§ Aim of the exercise
Return the lines from the line containing "for distant hill." onward. Each must match exactly, and the last line of the listing below must be included.

§ Provided records
──────────
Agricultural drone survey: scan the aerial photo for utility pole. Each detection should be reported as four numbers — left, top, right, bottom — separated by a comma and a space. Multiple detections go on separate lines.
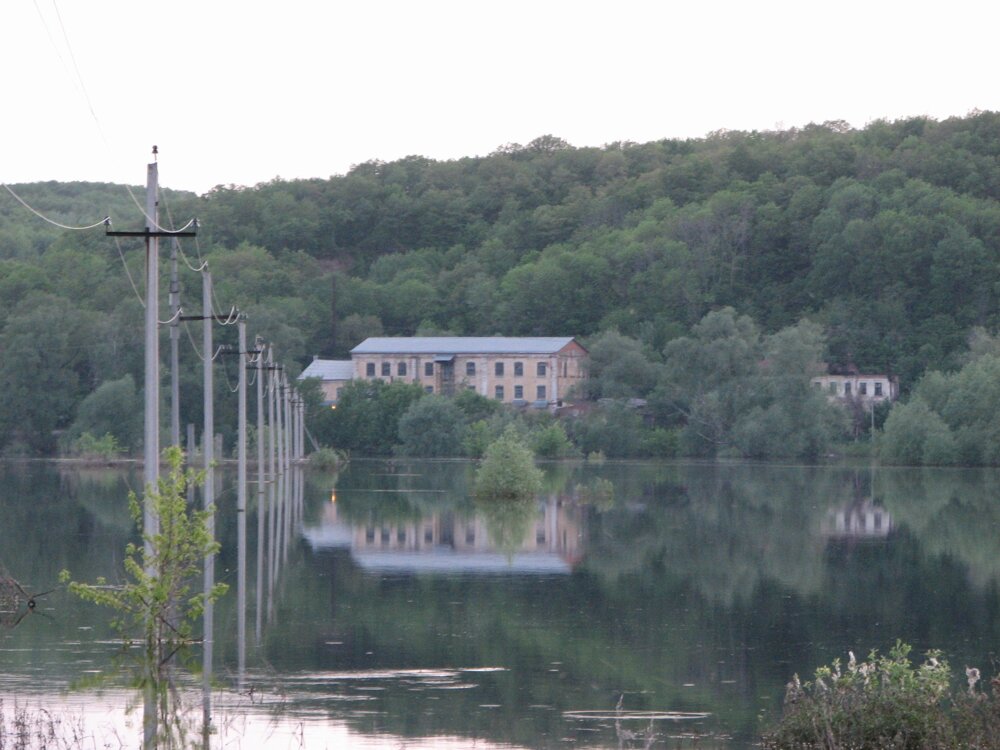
236, 315, 247, 683
105, 151, 196, 558
255, 337, 265, 644
201, 270, 215, 731
169, 238, 181, 449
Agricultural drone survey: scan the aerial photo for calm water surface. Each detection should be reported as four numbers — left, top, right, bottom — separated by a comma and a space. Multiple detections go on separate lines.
1, 459, 999, 748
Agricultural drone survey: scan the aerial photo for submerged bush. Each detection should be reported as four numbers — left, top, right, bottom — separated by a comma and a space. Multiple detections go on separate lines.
762, 641, 1000, 749
474, 428, 543, 501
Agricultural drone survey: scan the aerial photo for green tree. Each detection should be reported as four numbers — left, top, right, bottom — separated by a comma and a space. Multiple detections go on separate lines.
396, 395, 465, 457
64, 374, 142, 454
474, 428, 544, 501
330, 380, 425, 455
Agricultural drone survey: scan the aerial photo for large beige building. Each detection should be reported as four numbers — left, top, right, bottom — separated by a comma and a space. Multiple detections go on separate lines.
350, 336, 588, 405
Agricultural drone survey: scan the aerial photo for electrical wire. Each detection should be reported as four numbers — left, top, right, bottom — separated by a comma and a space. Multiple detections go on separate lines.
1, 184, 109, 230
113, 236, 145, 307
159, 307, 183, 326
178, 244, 208, 273
183, 321, 204, 361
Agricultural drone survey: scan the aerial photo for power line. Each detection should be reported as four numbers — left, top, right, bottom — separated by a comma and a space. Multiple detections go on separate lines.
112, 236, 145, 307
1, 184, 108, 230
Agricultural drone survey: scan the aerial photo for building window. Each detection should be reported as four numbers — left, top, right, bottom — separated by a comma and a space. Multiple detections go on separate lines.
381, 362, 391, 377
514, 361, 523, 377
844, 382, 852, 396
495, 385, 504, 400
366, 362, 375, 377
875, 382, 883, 397
813, 381, 821, 389
424, 386, 433, 393
859, 382, 868, 395
495, 361, 504, 376
537, 362, 547, 376
537, 385, 546, 400
397, 362, 407, 377
828, 382, 837, 394
466, 361, 476, 376
336, 387, 343, 399
514, 385, 523, 399
424, 361, 434, 376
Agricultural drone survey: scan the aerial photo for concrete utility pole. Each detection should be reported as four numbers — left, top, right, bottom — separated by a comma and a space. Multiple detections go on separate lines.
201, 270, 215, 730
169, 238, 181, 448
105, 151, 196, 557
255, 337, 265, 644
144, 163, 159, 550
236, 315, 247, 682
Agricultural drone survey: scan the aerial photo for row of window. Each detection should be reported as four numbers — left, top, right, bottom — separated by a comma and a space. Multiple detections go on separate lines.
817, 380, 884, 396
496, 384, 546, 401
363, 360, 549, 377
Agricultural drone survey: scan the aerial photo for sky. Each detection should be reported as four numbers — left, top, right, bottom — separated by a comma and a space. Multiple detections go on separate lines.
3, 0, 998, 196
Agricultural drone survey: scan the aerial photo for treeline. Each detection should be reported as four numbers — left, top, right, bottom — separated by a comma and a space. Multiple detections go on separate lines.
3, 112, 1000, 456
308, 308, 847, 461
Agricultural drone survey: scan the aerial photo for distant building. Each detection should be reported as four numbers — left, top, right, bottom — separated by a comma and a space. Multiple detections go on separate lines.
298, 358, 354, 406
811, 371, 898, 403
350, 336, 587, 406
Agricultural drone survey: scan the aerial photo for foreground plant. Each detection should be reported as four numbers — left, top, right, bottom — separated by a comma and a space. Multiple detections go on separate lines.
762, 641, 1000, 749
60, 447, 227, 728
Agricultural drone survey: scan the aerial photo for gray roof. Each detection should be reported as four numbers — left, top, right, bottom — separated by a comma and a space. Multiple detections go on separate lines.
351, 337, 579, 356
298, 359, 355, 381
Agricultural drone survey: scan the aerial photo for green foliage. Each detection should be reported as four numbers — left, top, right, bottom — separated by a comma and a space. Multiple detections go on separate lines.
579, 329, 661, 400
14, 114, 1000, 455
328, 379, 425, 455
396, 395, 466, 457
878, 352, 1000, 465
60, 447, 227, 691
68, 432, 121, 460
474, 428, 544, 501
308, 446, 348, 471
762, 642, 1000, 750
64, 375, 142, 454
659, 311, 845, 459
529, 422, 578, 459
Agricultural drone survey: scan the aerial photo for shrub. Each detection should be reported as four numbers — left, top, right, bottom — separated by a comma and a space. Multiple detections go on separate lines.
70, 432, 121, 461
309, 446, 347, 471
762, 642, 1000, 750
530, 422, 579, 459
474, 428, 543, 501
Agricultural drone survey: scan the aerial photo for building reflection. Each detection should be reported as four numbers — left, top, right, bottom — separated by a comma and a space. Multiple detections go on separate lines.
821, 498, 893, 539
304, 495, 586, 574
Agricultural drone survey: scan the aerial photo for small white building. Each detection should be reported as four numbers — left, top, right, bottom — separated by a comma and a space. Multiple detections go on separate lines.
811, 372, 898, 402
298, 358, 354, 406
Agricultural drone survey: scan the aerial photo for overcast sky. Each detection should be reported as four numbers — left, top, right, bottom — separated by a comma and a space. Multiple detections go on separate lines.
3, 1, 997, 195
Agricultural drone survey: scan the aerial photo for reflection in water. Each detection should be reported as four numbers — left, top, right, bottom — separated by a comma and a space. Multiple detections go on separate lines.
822, 499, 893, 539
5, 461, 1000, 748
304, 492, 585, 574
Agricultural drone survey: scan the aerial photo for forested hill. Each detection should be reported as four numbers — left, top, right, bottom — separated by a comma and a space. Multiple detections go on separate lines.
2, 112, 1000, 453
183, 112, 1000, 385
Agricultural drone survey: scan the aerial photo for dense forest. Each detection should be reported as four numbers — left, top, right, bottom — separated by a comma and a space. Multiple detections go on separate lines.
3, 111, 1000, 458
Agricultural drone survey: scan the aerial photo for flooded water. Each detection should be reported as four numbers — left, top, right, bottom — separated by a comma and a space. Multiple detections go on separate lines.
2, 458, 1000, 748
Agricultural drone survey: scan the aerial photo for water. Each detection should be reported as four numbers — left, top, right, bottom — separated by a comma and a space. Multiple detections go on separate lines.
1, 458, 999, 748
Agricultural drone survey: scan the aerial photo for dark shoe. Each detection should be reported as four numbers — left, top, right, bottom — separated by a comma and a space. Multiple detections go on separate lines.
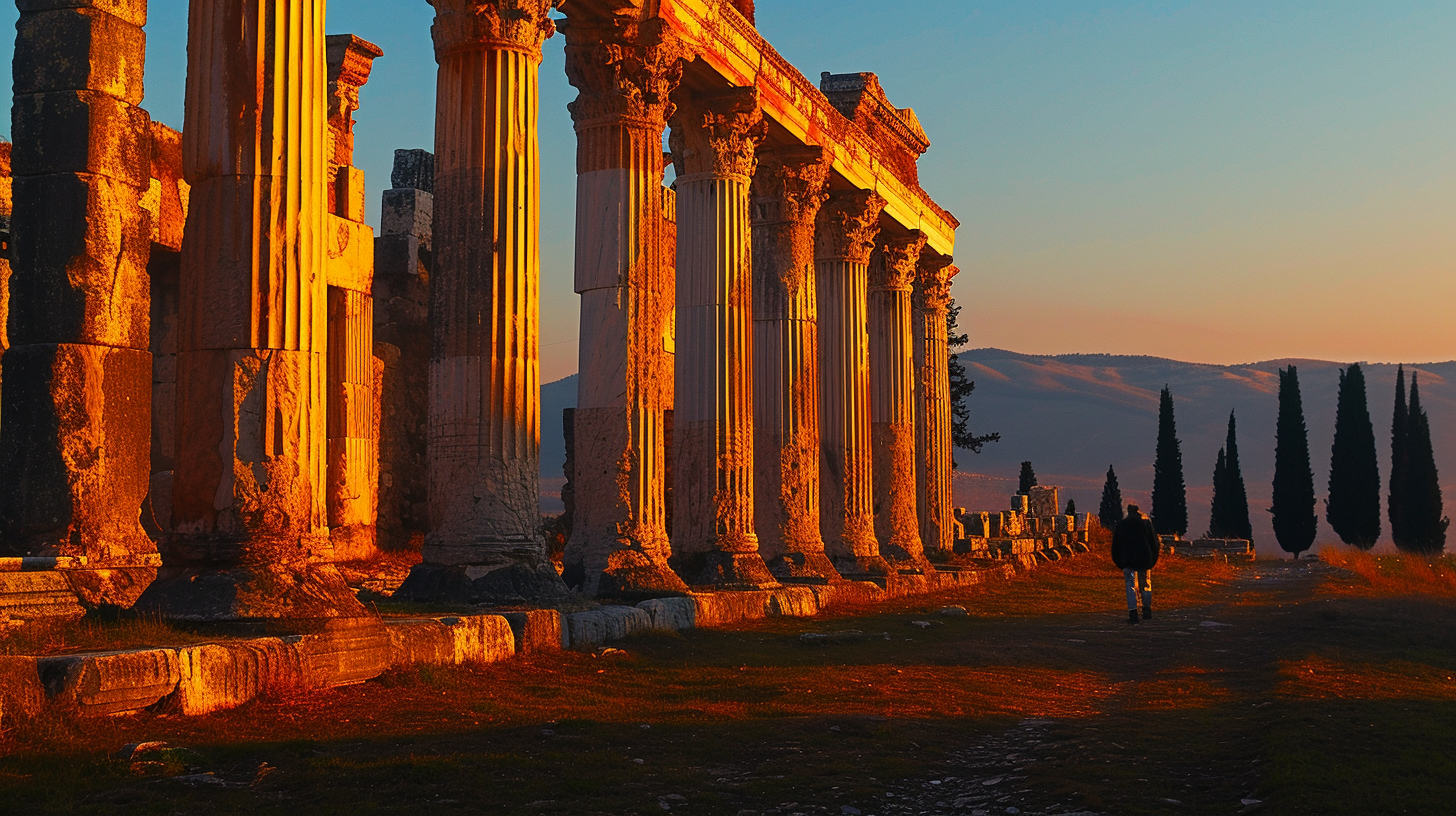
1127, 609, 1140, 625
1142, 605, 1152, 620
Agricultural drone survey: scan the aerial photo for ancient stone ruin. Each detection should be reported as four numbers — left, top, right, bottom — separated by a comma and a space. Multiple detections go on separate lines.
0, 0, 976, 622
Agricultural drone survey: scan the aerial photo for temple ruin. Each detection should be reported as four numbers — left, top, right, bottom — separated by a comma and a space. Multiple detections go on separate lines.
0, 0, 967, 620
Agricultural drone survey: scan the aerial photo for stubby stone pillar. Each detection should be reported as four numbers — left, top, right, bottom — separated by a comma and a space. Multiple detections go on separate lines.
750, 146, 839, 582
0, 0, 159, 606
869, 231, 929, 569
816, 190, 890, 577
152, 0, 364, 619
914, 257, 959, 554
324, 35, 384, 562
559, 13, 688, 597
399, 0, 563, 602
667, 87, 776, 589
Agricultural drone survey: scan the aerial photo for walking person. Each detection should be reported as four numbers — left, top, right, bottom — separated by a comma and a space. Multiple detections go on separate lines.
1111, 504, 1160, 624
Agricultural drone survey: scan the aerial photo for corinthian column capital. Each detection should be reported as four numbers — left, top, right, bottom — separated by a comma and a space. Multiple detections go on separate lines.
871, 230, 927, 291
430, 0, 558, 58
915, 255, 958, 313
669, 87, 767, 180
564, 17, 687, 129
816, 189, 886, 264
751, 146, 830, 226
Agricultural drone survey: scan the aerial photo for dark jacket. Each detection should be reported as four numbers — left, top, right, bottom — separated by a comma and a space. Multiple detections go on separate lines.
1111, 513, 1161, 571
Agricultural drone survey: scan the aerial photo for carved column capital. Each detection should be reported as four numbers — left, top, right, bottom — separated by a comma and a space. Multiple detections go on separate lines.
430, 0, 558, 58
669, 87, 767, 180
815, 189, 886, 264
751, 146, 830, 226
871, 230, 927, 291
564, 17, 687, 130
915, 256, 958, 313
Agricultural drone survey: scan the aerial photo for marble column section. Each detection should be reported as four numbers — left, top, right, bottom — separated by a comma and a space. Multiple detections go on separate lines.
668, 87, 777, 589
560, 15, 689, 597
816, 189, 891, 577
869, 231, 930, 569
400, 0, 564, 602
749, 146, 840, 582
0, 0, 159, 607
154, 0, 365, 619
914, 256, 959, 555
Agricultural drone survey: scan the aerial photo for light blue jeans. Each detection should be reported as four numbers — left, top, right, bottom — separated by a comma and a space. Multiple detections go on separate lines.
1124, 568, 1152, 611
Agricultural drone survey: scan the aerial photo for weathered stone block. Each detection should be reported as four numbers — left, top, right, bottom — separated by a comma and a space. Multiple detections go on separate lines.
636, 597, 696, 631
380, 188, 433, 242
13, 7, 146, 105
8, 172, 150, 348
1010, 494, 1028, 514
564, 606, 653, 649
768, 586, 820, 617
171, 638, 306, 716
0, 570, 86, 618
385, 614, 513, 667
145, 122, 186, 252
16, 0, 147, 28
501, 609, 565, 653
390, 148, 433, 193
293, 618, 391, 687
1054, 514, 1073, 533
0, 656, 45, 726
0, 344, 154, 565
1028, 486, 1059, 518
335, 165, 367, 223
11, 91, 150, 187
39, 648, 180, 716
324, 214, 374, 292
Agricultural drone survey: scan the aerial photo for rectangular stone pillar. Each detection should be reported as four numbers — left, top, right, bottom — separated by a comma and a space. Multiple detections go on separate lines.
667, 87, 776, 589
559, 14, 688, 597
869, 231, 929, 570
143, 122, 187, 539
913, 257, 958, 555
0, 0, 158, 607
816, 189, 890, 577
373, 149, 433, 553
147, 0, 364, 620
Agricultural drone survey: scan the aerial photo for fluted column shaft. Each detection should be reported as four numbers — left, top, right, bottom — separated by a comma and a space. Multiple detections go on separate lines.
915, 259, 959, 554
869, 232, 929, 568
560, 16, 688, 596
750, 147, 839, 581
668, 87, 776, 589
422, 1, 554, 589
816, 190, 889, 577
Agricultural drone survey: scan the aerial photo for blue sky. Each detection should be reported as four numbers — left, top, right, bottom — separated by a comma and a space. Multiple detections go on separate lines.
4, 0, 1454, 381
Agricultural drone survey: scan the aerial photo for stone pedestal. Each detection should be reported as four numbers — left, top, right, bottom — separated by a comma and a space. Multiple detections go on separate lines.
399, 0, 564, 603
750, 146, 839, 582
667, 87, 776, 590
816, 190, 890, 577
0, 0, 158, 605
913, 257, 958, 554
869, 231, 929, 570
146, 0, 363, 620
559, 14, 688, 598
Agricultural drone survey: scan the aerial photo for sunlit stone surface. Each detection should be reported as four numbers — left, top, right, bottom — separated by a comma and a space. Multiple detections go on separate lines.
914, 257, 958, 554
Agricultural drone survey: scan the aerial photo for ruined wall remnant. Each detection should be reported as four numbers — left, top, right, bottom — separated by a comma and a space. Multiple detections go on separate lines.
0, 0, 158, 606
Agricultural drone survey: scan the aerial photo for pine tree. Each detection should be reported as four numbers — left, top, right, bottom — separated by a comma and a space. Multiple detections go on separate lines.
947, 301, 999, 468
1208, 448, 1227, 538
1271, 366, 1318, 558
1018, 461, 1037, 496
1326, 363, 1381, 549
1065, 499, 1077, 516
1222, 411, 1253, 541
1399, 373, 1448, 554
1098, 466, 1123, 530
1151, 386, 1188, 537
1390, 365, 1409, 548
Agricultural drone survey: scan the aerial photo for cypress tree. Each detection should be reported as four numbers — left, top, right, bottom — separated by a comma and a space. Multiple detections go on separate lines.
1390, 366, 1409, 548
947, 301, 999, 468
1399, 374, 1448, 554
1065, 498, 1077, 516
1018, 461, 1038, 496
1208, 448, 1227, 538
1326, 363, 1381, 549
1098, 466, 1123, 530
1271, 366, 1318, 558
1223, 411, 1253, 541
1151, 386, 1188, 537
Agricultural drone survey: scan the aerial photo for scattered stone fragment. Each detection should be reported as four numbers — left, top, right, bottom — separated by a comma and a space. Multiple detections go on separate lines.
939, 605, 969, 616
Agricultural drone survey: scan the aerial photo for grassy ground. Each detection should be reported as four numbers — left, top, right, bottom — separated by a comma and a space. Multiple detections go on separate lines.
2, 545, 1454, 815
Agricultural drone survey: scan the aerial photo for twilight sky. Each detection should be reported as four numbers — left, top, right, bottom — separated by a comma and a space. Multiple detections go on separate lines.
4, 0, 1453, 382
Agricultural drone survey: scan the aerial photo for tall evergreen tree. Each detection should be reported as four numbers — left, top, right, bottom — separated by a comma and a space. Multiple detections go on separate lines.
1271, 366, 1318, 558
1222, 411, 1253, 541
1399, 374, 1448, 554
947, 301, 999, 469
1018, 461, 1038, 496
1208, 448, 1228, 537
1151, 386, 1188, 536
1098, 466, 1123, 530
1389, 365, 1409, 548
1326, 363, 1381, 549
1065, 498, 1077, 516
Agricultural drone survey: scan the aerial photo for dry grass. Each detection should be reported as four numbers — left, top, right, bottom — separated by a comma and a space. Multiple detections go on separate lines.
1318, 546, 1456, 599
1277, 656, 1456, 702
0, 612, 212, 656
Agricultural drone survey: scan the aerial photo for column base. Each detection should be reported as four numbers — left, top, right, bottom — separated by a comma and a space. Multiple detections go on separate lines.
879, 537, 933, 575
330, 524, 379, 563
394, 560, 568, 605
673, 551, 780, 591
831, 553, 895, 579
562, 547, 689, 601
65, 566, 159, 610
135, 563, 369, 621
766, 551, 843, 584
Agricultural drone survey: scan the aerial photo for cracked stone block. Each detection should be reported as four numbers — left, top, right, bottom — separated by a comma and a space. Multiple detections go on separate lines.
501, 609, 564, 653
11, 91, 150, 187
16, 0, 147, 28
38, 648, 181, 716
13, 7, 146, 105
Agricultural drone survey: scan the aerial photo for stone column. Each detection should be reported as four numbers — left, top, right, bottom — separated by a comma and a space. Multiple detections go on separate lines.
153, 0, 363, 619
559, 15, 689, 597
750, 146, 839, 582
914, 256, 959, 555
399, 0, 563, 602
869, 231, 930, 569
0, 0, 159, 607
816, 190, 890, 577
324, 35, 384, 563
668, 87, 776, 589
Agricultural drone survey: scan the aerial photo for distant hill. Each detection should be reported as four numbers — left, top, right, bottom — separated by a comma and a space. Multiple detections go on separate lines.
537, 350, 1456, 556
──────────
§ Response
Agricultural drone survey: scan the aerial photo for distant hill. Each detection should be reported as four numbers — left, top, right, bottom — separated by a comma and a space. Multiple detections go on separate lines.
537, 350, 1456, 556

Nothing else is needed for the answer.